***** Texte source *****

Odyssée du corps légué

Que faire alors pour rassurer celles et ceux qui restent dubitatifs ? Dire clairement ce que devient un corps une fois légué à la science, comme le renseigne factuellement l’administration française : dans la plupart des cas, les corps finissent incinérés anonymement et leurs cendres dispersées dans un jardin du souvenir. Ce qu'a fait, par exemple, le Ceran (Centre des dons du corps) à l’Université de Nantes dans un cimetière-parc de 1992 à 2008. Aujourd'hui, lesdites cendres sont dispersées près d'Angers et cela reste une manière d’accompagner les dépouilles avec révérence. 

Et entre temps, comment le corps transite ? Loris, qui a entrepris d’étudier la médecine pour être "utile aux autres", rappelle à LCI que les modalités précises dépendent de chaque centre dans lequel on décide de léguer son corps : "Dans le cas de la faculté de Nantes, le transport du corps est assuré après le décès. Et plusieurs choses d’emblée sont vérifiées : que ce ne soit pas une mort suspecte, qu’on a bien le consentement de la personne en question, que le corps n’est pas contagieux… A partir de là, deux possibilités : soit le corps peut être utilisé à l’état frais, notamment pour des étudiants chirurgiens ; soit il va subir des processus de conservation, notamment dans du formol. L’exemple le plus connu du grand public, ce sont les chirurgiens qui mettent au point de nouvelles méthodes, qui travaillent la chirurgie cardio-thoracique ou la neurochirurgie."

***** Données extraites *****

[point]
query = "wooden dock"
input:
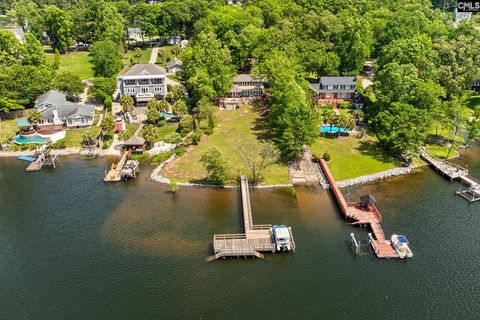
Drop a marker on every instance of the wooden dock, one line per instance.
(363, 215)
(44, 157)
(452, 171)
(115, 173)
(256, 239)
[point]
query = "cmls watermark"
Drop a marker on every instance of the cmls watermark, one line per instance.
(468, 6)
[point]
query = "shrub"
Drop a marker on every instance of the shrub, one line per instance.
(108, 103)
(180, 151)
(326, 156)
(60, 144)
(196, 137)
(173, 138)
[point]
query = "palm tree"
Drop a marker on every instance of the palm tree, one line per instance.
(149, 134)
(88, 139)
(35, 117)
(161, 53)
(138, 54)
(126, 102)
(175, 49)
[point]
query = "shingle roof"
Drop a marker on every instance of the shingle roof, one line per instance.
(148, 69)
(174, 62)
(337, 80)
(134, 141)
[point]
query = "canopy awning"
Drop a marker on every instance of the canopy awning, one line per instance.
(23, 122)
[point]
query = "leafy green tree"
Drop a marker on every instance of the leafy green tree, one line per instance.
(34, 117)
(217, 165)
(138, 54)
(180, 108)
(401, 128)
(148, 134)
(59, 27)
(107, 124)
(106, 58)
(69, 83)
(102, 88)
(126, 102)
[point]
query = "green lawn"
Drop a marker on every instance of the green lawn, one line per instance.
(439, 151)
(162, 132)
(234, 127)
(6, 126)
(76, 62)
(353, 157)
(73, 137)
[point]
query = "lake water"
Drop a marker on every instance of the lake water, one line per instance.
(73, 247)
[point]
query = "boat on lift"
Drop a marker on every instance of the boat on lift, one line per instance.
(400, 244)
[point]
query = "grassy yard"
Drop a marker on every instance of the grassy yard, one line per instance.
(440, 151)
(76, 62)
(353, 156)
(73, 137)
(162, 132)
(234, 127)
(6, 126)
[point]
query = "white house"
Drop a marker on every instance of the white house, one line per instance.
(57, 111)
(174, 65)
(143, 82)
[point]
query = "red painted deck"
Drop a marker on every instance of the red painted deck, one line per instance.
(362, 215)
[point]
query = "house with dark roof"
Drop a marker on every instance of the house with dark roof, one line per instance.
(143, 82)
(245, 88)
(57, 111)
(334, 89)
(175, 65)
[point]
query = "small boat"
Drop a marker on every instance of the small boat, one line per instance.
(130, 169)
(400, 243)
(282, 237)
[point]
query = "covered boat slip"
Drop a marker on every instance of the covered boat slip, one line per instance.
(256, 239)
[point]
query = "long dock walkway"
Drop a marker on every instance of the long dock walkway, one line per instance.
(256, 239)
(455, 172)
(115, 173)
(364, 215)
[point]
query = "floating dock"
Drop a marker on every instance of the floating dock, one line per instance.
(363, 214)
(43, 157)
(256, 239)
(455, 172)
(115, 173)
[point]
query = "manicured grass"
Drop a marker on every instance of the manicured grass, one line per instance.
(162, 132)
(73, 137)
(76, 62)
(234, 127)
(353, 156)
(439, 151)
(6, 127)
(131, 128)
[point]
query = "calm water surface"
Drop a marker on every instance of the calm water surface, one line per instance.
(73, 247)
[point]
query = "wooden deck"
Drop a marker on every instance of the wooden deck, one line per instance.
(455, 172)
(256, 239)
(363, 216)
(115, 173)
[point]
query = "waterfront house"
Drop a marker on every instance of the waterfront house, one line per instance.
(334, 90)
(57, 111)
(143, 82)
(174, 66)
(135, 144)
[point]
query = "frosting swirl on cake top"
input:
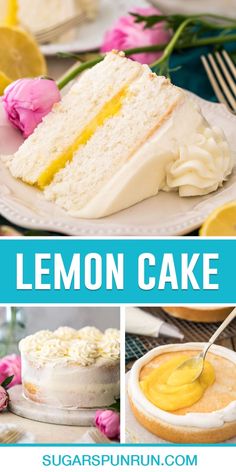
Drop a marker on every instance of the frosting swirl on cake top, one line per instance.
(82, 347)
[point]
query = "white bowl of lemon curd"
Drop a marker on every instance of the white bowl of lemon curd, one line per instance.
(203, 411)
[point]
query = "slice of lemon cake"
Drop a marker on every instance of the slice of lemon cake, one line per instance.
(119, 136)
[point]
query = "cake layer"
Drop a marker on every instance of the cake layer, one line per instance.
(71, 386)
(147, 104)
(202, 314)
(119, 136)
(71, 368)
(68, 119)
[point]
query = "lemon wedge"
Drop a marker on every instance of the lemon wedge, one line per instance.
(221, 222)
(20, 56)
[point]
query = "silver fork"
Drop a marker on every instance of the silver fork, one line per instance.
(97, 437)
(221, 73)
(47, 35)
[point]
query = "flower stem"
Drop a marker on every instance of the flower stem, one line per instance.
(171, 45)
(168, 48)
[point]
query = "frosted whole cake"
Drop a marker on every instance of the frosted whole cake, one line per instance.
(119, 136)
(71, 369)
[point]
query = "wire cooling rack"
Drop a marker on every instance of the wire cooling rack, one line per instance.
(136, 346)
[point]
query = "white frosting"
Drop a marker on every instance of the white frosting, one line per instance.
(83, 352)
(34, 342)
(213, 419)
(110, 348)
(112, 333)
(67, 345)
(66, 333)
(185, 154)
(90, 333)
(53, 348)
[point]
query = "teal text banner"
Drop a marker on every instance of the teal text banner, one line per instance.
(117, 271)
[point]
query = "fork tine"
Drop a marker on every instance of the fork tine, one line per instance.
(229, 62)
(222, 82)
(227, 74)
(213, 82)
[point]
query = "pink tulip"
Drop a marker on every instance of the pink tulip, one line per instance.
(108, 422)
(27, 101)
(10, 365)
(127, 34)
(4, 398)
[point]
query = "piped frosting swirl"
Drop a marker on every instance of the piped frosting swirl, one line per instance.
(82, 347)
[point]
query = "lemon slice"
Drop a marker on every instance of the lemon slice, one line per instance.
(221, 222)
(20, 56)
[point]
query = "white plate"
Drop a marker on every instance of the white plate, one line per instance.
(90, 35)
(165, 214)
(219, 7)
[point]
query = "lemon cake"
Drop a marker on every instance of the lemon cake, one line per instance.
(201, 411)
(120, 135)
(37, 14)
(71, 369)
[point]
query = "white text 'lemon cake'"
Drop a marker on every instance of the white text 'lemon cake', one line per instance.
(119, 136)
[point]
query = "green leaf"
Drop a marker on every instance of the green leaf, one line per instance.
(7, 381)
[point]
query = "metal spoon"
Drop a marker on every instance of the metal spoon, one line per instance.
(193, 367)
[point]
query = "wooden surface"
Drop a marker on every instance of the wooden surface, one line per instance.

*****

--- Consigne 1 ---
Dans le texte sur le devenir des corps légués à la science, que trouve-t-on ?
(a) Où le Ceran de l'Université de Nantes dispersait-il les cendres de 1992 à 2008 ?
(b) Pour quelle raison Loris a-t-il entrepris d'étudier la médecine ?
(c) Dans quel produit un corps peut-il notamment être conservé ?
--- Consigne 2 ---
Pouvez-vous résumer en deux phrases le texte sur le devenir des corps légués à la science ?
--- Consigne 3 ---
Rédigez la suite du texte sur le devenir des corps légués à la science, en reprenant après sa dernière phrase.
La liste ne sert à rien ici.

--- Réponse attendue 1 ---
(a) Dans un cimetière-parc.
(b) Pour être « utile aux autres ».
(c) Dans du formol.

--- Réponse attendue 2 ---
Dans la plupart des cas, les corps légués à la science sont incinérés anonymement et leurs cendres dispersées dans un jardin du souvenir, ce que fait le Ceran de l'Université de Nantes, aujourd'hui près d'Angers. Selon Loris, qui étudie la médecine, à Nantes le corps est transporté après le décès et on vérifie d'abord l'absence de mort suspecte, le consentement de la personne et l'absence de contagion, puis le corps est soit utilisé à l'état frais, soit conservé, notamment dans du formol.

--- Réponse attendue 3 ---
Grâce à un don de corps, Loris peut, lui, en tant qu'étudiant, approfondir sa formation de l’anatomie : "Lors d'un cours, pour chaque binôme, un bras était mis à disposition, allant de l’épaule à la main. L'un disséquait le bras, l’autre l’avant-bras et la main. Cela permet d’appréhender les rapports entre nerfs, muscles, le lien avec la physiopathologie, les symptômes du patient, de visionner ce que l’on connaissait avant qu’à travers des schémas à la craie aux tableaux. Cela permet aussi de corriger certaines idées fausses préconçues que l'on se faisait."

A la première erreur, le conseil de discipline explique clairement aux étudiants que la faute sur le corps légué à la science est intolérable, primale. Dès le début.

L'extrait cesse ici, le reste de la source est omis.